What do the lines from the one containing "Review step: verify that every instance of the ceremonial" through the end of the entries say? Quote them exactly, and only them.

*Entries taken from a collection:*
Segment Open
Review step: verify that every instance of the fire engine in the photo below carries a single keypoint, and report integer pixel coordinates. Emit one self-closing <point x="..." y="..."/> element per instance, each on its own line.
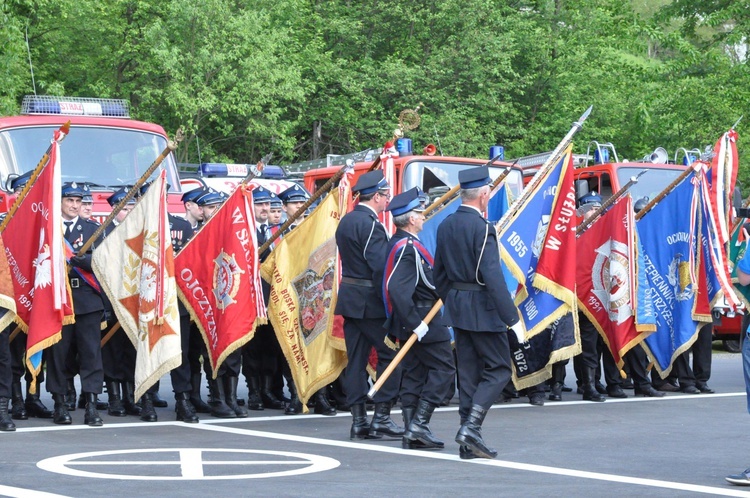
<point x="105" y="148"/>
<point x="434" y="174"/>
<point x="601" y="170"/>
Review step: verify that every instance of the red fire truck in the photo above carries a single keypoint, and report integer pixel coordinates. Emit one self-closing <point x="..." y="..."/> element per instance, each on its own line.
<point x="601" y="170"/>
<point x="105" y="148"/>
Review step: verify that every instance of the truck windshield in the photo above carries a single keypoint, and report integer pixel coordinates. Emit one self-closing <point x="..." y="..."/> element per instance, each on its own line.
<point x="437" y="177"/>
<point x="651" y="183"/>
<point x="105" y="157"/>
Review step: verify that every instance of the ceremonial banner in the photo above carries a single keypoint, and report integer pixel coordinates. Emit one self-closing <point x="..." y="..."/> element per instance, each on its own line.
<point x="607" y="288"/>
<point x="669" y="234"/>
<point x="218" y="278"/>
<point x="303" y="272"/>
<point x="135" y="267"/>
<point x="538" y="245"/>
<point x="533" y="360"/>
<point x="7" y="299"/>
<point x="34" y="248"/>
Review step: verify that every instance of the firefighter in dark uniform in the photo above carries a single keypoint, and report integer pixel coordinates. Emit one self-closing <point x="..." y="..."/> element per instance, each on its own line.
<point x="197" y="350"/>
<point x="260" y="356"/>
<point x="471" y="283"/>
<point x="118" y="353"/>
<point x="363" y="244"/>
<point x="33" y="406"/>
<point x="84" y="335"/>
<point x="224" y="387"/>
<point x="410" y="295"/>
Segment Closed
*TASK RESPONSE:*
Review step: verify that every instance of the ceremonial banner in the photo above carries a single keypoint, and report integer pixel coordinates. Emit one self-closing <point x="..." y="..."/> element per instance, each on its own line.
<point x="607" y="288"/>
<point x="669" y="234"/>
<point x="218" y="278"/>
<point x="303" y="272"/>
<point x="135" y="267"/>
<point x="538" y="245"/>
<point x="533" y="360"/>
<point x="7" y="299"/>
<point x="34" y="248"/>
Review step: verify that every instance of the firefighter in dark uniform in the photo above carries a single keypoint, and report integer pixel coordinates. Emit one self-closing <point x="..." y="..."/> element per instance, each on its own line.
<point x="197" y="350"/>
<point x="260" y="356"/>
<point x="471" y="283"/>
<point x="118" y="353"/>
<point x="363" y="244"/>
<point x="33" y="406"/>
<point x="84" y="335"/>
<point x="224" y="387"/>
<point x="410" y="295"/>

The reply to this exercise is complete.